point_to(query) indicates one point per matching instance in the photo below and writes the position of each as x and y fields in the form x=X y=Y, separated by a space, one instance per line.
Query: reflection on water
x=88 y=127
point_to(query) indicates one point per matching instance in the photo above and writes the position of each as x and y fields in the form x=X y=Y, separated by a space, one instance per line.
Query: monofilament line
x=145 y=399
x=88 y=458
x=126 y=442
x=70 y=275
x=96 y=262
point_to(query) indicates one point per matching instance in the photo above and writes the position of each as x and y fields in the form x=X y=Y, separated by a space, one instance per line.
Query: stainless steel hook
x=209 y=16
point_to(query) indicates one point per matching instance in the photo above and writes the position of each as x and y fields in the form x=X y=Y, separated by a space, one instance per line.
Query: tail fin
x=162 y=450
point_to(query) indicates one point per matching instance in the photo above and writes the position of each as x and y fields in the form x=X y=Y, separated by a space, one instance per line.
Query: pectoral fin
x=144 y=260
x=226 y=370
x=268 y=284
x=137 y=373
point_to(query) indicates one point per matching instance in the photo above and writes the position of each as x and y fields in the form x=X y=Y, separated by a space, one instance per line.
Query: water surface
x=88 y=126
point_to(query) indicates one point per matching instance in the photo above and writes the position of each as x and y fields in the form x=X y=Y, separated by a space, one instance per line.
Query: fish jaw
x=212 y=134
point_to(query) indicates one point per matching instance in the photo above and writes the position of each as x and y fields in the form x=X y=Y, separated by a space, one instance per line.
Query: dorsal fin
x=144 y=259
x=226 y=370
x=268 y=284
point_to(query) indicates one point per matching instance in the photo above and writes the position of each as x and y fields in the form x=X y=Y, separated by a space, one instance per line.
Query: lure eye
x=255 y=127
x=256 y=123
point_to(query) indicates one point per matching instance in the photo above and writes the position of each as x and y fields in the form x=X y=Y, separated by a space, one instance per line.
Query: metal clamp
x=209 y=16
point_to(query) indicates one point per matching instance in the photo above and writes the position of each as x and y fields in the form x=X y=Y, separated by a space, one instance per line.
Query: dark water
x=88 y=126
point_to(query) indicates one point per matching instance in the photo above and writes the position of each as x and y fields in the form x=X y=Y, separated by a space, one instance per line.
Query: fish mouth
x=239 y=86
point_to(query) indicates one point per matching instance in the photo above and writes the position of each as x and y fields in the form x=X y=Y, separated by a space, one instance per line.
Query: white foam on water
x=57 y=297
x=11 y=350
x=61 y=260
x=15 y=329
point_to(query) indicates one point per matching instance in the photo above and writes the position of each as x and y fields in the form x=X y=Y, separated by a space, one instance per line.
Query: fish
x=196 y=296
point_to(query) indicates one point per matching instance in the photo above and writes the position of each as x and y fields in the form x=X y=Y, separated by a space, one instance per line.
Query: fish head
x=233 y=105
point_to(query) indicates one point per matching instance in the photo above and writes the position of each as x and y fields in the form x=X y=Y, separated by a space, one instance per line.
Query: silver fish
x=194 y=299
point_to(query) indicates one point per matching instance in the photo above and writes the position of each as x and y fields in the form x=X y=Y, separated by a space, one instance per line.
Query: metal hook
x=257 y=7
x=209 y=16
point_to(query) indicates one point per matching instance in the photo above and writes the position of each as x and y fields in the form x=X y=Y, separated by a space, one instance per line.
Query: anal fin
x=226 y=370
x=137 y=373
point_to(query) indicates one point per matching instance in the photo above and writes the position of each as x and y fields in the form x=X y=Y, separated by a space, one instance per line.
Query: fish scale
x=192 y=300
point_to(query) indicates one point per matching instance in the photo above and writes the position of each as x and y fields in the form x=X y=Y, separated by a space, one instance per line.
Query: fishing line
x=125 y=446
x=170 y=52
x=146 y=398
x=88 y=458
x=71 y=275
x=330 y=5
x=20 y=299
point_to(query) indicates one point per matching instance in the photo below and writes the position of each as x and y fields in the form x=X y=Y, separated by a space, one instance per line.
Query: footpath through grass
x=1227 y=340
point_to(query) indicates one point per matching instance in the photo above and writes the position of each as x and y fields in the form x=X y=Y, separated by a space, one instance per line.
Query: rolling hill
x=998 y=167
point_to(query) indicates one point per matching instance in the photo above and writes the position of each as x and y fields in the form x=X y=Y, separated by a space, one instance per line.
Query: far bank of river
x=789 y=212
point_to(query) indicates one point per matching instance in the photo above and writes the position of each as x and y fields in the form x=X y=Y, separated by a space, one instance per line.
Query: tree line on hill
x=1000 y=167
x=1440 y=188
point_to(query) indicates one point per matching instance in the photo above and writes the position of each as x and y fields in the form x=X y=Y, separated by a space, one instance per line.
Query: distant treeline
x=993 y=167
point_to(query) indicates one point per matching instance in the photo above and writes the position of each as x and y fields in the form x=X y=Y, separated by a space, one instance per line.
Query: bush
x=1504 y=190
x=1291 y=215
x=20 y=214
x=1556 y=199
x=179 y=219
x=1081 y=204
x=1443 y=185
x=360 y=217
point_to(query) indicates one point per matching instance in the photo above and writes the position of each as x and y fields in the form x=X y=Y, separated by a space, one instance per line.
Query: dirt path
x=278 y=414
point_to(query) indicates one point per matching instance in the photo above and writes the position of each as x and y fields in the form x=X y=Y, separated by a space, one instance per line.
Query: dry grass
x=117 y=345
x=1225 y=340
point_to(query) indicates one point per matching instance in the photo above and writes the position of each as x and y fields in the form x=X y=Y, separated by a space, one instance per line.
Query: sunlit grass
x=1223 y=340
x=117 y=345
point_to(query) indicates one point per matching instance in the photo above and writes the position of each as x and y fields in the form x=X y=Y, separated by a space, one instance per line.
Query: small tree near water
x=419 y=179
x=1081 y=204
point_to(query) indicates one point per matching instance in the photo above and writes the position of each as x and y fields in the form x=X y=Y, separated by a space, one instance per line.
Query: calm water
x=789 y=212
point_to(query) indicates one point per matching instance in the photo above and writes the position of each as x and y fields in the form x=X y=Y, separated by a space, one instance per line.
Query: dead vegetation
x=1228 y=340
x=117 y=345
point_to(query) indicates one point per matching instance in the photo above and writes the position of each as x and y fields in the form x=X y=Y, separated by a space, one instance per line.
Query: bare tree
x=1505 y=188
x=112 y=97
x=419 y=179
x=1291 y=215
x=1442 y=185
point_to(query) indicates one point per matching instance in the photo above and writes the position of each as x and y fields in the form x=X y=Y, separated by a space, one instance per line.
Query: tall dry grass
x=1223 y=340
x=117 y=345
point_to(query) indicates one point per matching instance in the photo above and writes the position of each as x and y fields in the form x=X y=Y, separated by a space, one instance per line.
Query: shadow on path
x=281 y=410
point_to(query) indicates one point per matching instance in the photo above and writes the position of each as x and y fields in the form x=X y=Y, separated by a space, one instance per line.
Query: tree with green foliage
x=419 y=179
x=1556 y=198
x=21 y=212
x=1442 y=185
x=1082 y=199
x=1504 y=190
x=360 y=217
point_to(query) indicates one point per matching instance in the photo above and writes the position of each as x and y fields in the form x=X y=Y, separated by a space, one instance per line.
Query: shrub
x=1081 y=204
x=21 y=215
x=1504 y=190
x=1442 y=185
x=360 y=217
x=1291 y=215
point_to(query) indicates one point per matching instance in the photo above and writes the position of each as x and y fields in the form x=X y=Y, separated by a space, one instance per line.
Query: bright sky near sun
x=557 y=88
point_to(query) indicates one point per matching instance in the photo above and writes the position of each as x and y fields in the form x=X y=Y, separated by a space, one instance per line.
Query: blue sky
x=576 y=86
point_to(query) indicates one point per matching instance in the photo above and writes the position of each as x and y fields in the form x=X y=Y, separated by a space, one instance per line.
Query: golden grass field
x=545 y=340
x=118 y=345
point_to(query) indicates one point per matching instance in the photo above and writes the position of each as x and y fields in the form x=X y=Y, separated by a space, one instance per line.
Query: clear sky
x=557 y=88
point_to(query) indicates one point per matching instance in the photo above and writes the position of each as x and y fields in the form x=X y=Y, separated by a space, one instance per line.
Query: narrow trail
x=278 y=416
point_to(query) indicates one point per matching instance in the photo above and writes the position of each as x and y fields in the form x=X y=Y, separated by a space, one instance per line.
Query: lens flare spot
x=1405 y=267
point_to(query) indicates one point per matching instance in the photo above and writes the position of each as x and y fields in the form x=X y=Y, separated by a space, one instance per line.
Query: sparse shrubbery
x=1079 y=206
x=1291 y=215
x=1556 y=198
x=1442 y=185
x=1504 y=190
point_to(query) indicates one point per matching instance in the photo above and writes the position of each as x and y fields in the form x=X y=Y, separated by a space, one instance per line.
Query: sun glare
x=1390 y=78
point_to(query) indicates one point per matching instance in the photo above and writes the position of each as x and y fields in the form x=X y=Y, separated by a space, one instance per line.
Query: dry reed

=-=-=

In the entries, the line containing "Query: lens flare spot" and every line after it through the last are to be duplicated exactly, and no other line is to be included.

RESPONSE BELOW
Query: lens flare spot
x=1405 y=267
point_to(query) indicates one point per matching instance in the photo above and writes the position of each as x and y fields in the form x=X y=Y, separated by a space, one instance per line.
Query: sparse shrubbery
x=1079 y=206
x=1291 y=215
x=1556 y=198
x=1442 y=185
x=1504 y=190
point_to(query) indicates one point per matching instance in the photo above and writes the position of each as x and y fields in the form x=X y=Y, separated by a space, one instance per line.
Query: sun glare
x=1390 y=78
point_to(query) indicates one point per matching instance in the photo above and writes the position of each as x and y fields in the form x=X y=Y, separated by a space, one instance per line.
Query: dry reed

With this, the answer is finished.